Point-per-instance localization data
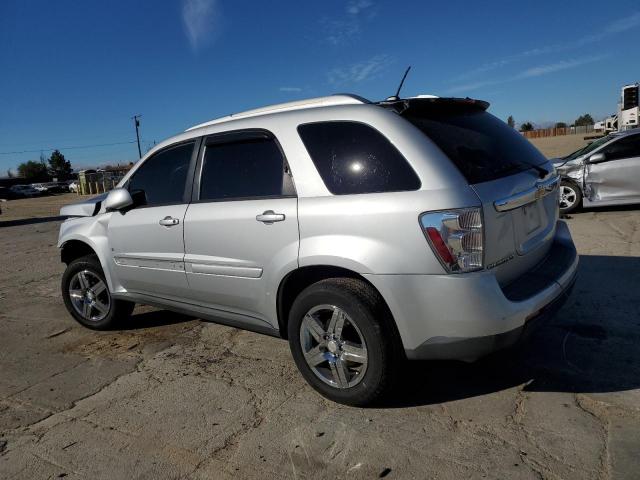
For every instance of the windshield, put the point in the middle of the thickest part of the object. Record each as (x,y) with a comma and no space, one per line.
(589,148)
(483,147)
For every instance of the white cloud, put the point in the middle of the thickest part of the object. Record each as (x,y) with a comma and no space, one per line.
(558,66)
(612,28)
(340,30)
(355,7)
(532,72)
(359,72)
(201,20)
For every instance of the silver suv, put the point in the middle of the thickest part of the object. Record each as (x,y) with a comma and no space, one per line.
(364,233)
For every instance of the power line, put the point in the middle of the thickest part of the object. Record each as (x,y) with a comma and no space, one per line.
(136,122)
(68,148)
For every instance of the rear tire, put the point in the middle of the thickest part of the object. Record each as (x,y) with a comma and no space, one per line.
(87,297)
(570,196)
(343,341)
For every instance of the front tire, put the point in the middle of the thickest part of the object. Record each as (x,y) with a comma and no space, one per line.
(570,196)
(86,295)
(343,341)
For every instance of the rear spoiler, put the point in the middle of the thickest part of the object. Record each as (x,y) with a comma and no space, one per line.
(415,106)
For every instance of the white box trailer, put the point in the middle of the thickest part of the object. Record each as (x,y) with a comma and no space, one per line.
(629,107)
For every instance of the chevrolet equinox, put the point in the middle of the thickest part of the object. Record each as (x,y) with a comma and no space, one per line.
(364,233)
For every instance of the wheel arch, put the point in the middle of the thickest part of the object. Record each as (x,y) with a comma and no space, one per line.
(297,280)
(73,249)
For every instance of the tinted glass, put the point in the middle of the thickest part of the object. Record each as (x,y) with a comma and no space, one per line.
(355,158)
(242,169)
(624,148)
(162,178)
(481,146)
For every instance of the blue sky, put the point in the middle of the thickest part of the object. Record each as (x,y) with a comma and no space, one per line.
(73,73)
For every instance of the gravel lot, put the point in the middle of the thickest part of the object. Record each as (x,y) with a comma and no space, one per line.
(174,397)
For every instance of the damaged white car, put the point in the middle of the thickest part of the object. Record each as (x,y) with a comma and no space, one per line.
(605,172)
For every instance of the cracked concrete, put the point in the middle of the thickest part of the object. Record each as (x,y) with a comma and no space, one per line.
(173,397)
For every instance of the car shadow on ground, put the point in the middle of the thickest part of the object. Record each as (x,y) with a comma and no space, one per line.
(30,221)
(591,346)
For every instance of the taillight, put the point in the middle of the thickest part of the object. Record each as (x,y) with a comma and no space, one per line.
(456,237)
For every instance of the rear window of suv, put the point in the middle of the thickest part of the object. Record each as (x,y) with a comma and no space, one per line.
(483,147)
(352,158)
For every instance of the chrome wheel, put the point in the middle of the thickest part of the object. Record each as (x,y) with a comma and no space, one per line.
(568,197)
(333,346)
(89,296)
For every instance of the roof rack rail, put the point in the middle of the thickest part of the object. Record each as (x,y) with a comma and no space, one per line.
(328,101)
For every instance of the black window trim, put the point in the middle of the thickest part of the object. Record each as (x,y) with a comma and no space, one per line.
(376,130)
(188,187)
(633,136)
(232,136)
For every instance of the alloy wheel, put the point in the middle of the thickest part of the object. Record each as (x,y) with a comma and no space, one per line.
(568,197)
(333,346)
(89,296)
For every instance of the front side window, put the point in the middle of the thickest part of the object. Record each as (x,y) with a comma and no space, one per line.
(244,169)
(355,158)
(162,178)
(624,148)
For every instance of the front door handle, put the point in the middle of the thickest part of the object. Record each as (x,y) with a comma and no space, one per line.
(169,221)
(269,217)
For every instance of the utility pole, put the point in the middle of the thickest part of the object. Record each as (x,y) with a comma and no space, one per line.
(136,122)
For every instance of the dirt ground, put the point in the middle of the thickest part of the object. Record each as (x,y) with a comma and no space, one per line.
(553,147)
(174,397)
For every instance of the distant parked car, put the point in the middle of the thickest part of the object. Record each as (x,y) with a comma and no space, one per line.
(6,194)
(605,172)
(57,187)
(24,191)
(40,187)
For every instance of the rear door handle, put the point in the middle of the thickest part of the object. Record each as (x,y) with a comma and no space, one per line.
(269,217)
(169,221)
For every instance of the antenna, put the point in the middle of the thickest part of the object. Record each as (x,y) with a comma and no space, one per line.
(396,97)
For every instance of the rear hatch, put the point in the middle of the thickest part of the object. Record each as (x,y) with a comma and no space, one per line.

Exercise instructions — The entries are to be written out again exactly, without their pictures.

Answer section —
For every instance of the windshield, put the point in the middle of the thickest part of the object. Record each as (x,y) with a comma and no space, one per line.
(589,148)
(483,147)
For every instance of the white cloud, put the point in the middle of the thickest part of the object. Record each as (x,y) with a comma and no space, one per line.
(558,66)
(612,28)
(340,30)
(355,7)
(532,72)
(359,72)
(201,20)
For every instance of the silver suv, put the point in the middle of the thickest part of the object. Record each as (x,y) with a comma and no space, one per line.
(364,233)
For every instance of the power line, put the point in the middle of the thickest part of the object. Record each as (x,y) with a comma and no space, one per line.
(136,122)
(68,148)
For every instance of the rear tire, put the point in the middle of the thickest part of the object. Record each as (x,y) with a comma and no space, one per line.
(87,297)
(570,196)
(343,341)
For every instance of the front tire, put the point in the middle of the thickest part of the object. Record each as (x,y) with a comma and no space, one per line.
(570,196)
(86,295)
(343,341)
For every instance of the rear spoiler, put the point in the middle of the thickest part of the object. Record each as (x,y) with a comma and no space, one per line.
(415,106)
For every instance of the white box trailer, put the point in the middle of the thickest part of the object. Record each as (x,y) with a comma and no space, one per line.
(629,107)
For every instance of the chevrolet equinox, put the point in the middle of the thickest part of the object. Record each as (x,y) with a comma and no space, one per line.
(364,233)
For every instance of the wheel arch, put the point in the middle of the thickest part of the object. Record each as (x,y) with a comma and no space, one per line.
(297,280)
(73,249)
For every instance of the tinted glass, put the point in the middle of the thickest part of the object. Record each as (x,y) with a comma and no space, one per line.
(355,158)
(242,169)
(624,148)
(162,178)
(481,146)
For every instance of the blue sky, put the point in the middle of the thickest part of the object. Record each as (x,y) with a comma and no space, one per line.
(73,73)
For every instance of the gravel lot, put the point in the middle of the thickest part of the object. Record each as (x,y) with a comma and no space, one per line.
(174,397)
For every instance of the damaged white car, put the point in the middle of the thickest part of the object. Record each as (x,y) with a comma and no space, one per line.
(605,172)
For every instance of the cracked concrete, put the point in the middle of the thickest part of the object. Record each as (x,y) with a comma and no space, one per line.
(173,397)
For every instance of the car shadow on ground, put the point in the middle of the thickest part of the object. Record each as (x,y) with a comma and no space, one per line.
(30,221)
(591,346)
For every instance of the taillight, put the point in the middle of the thickest part of the object. Record each as (x,y) with a comma and no space, one per line.
(456,237)
For every instance of the rear window of suv, put the point in the middle of the thickest part of the object. Record each as (x,y) with a comma and no space, one per line.
(483,147)
(352,158)
For every instance of the chrome wheel, put the point in the middle of the thickest part of the object. Record each as (x,y) with a comma and no space, one per line.
(568,197)
(333,346)
(89,296)
For every instance of the roof rack rail, put the point in the middle of the thickest part of the object. Record each as (x,y) with a comma and no space, one per line.
(328,101)
For every instance of the black window trim, put the point in the middle of the thickest part of the object. Record each as (x,y) with a comma and no space, one per line.
(376,130)
(188,187)
(633,136)
(232,136)
For every instance of the alloy wheel, put the point in the middle of the thickest part of the object. Record each as (x,y) with a comma and no space, one per line.
(568,197)
(333,346)
(89,296)
For every instance of the front side window, put the point in the middle of the thickest part of the object. Record each as (x,y) with a comma and no space, one per line.
(244,169)
(355,158)
(162,178)
(624,148)
For every instance of the front door handle, put the point in the middle of the thickest part of the object. Record each as (x,y) with a comma and no space, one per line.
(169,221)
(269,217)
For every instance of the utility pole, put the point in the middle of the thickest part of the object. Record each as (x,y) with a comma and no space, one per line.
(136,122)
For every instance of the dirt ground, put the point in the middle of the thickest part of the object. Record each as (x,y) with a comma and no space, one per line.
(553,147)
(174,397)
For every instance of the distant parked car, put the point in the middle of the thickest part of the object. Record each as (x,y) with a comma and no space, one per line.
(6,194)
(605,172)
(57,187)
(24,191)
(40,187)
For every instance of the rear door handle, put the point in the middle of the thickest part of the object. Record each as (x,y) with a comma and no space, one per line.
(269,217)
(169,221)
For every instance of the antenna, put the point in the middle of the thickest part of the object. Record each as (x,y) with a comma and no space, one per line.
(396,97)
For every instance of the rear hatch, put the point in the middle of the thickest part of the object. Record each as (x,y) with a comma and no space, one per line.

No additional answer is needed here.